== Data to use
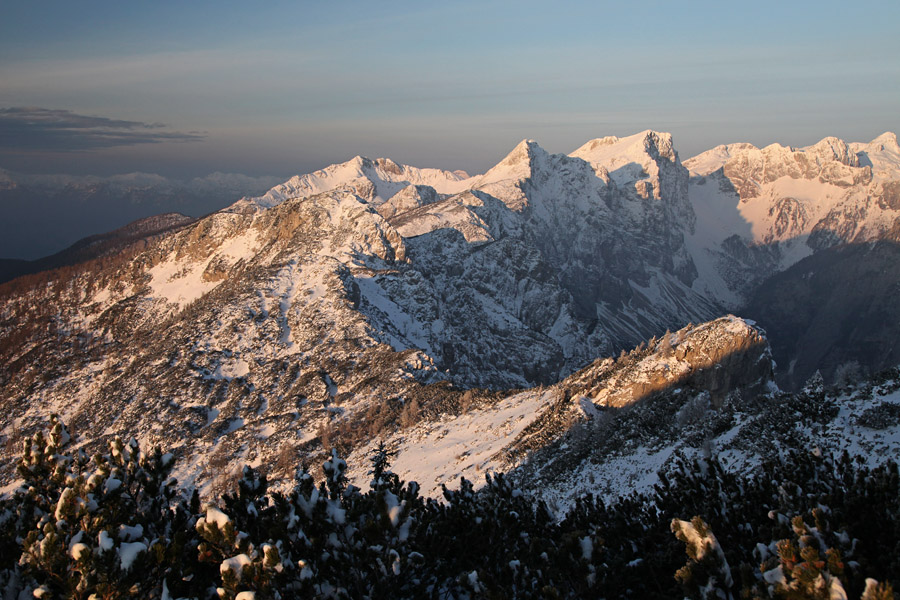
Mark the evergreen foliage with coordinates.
[0,418,900,600]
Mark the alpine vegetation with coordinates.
[0,408,900,600]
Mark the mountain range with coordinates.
[0,131,900,491]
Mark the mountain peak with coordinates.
[569,129,678,171]
[479,139,547,184]
[869,131,900,151]
[803,136,859,167]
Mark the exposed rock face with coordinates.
[349,316,776,497]
[745,241,900,389]
[505,315,773,456]
[685,134,900,309]
[0,131,900,492]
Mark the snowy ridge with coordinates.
[685,133,900,308]
[0,131,900,502]
[349,316,772,497]
[232,156,468,211]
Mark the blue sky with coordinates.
[0,0,900,178]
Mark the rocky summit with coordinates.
[0,131,900,491]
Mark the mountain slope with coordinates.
[685,133,900,308]
[744,240,900,389]
[0,131,900,491]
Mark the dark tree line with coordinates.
[0,417,900,600]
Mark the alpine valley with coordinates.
[0,131,900,506]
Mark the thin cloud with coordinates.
[0,107,206,152]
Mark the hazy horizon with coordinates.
[0,0,900,257]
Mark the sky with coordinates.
[0,0,900,258]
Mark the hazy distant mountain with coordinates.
[0,131,900,500]
[0,171,279,260]
[0,213,196,283]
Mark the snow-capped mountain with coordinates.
[0,171,281,260]
[0,131,900,500]
[685,133,900,308]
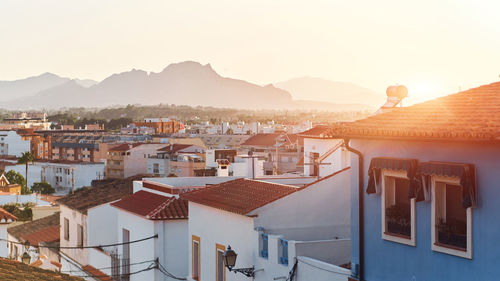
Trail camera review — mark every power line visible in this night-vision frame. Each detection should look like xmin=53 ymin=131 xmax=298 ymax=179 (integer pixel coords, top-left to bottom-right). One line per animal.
xmin=0 ymin=234 xmax=158 ymax=249
xmin=61 ymin=260 xmax=156 ymax=273
xmin=65 ymin=263 xmax=157 ymax=278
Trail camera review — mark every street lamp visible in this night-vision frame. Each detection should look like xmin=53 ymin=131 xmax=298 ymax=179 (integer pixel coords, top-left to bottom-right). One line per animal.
xmin=222 ymin=246 xmax=255 ymax=277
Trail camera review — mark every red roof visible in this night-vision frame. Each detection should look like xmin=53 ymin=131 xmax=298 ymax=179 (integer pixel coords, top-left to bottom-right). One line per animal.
xmin=21 ymin=226 xmax=60 ymax=246
xmin=181 ymin=179 xmax=297 ymax=215
xmin=241 ymin=133 xmax=304 ymax=146
xmin=108 ymin=143 xmax=131 ymax=151
xmin=0 ymin=208 xmax=17 ymax=223
xmin=330 ymin=82 xmax=500 ymax=141
xmin=158 ymin=143 xmax=193 ymax=153
xmin=111 ymin=190 xmax=188 ymax=220
xmin=299 ymin=125 xmax=330 ymax=138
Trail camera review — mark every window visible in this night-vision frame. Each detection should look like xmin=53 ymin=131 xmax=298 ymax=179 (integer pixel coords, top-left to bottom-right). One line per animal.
xmin=259 ymin=233 xmax=269 ymax=259
xmin=191 ymin=235 xmax=201 ymax=280
xmin=76 ymin=224 xmax=83 ymax=247
xmin=381 ymin=170 xmax=415 ymax=246
xmin=64 ymin=218 xmax=69 ymax=241
xmin=278 ymin=238 xmax=288 ymax=265
xmin=122 ymin=228 xmax=130 ymax=280
xmin=215 ymin=244 xmax=226 ymax=281
xmin=431 ymin=176 xmax=472 ymax=259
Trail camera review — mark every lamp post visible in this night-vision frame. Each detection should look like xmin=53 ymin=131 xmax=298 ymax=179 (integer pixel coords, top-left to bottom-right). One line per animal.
xmin=222 ymin=246 xmax=255 ymax=277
====
*Task*.
Pull out every line of the records above that contains the word "hazy", matching case exactly.

*Written reply*.
Mark the hazy horizon with coordinates.
Mark the hazy distant mountain with coordinates.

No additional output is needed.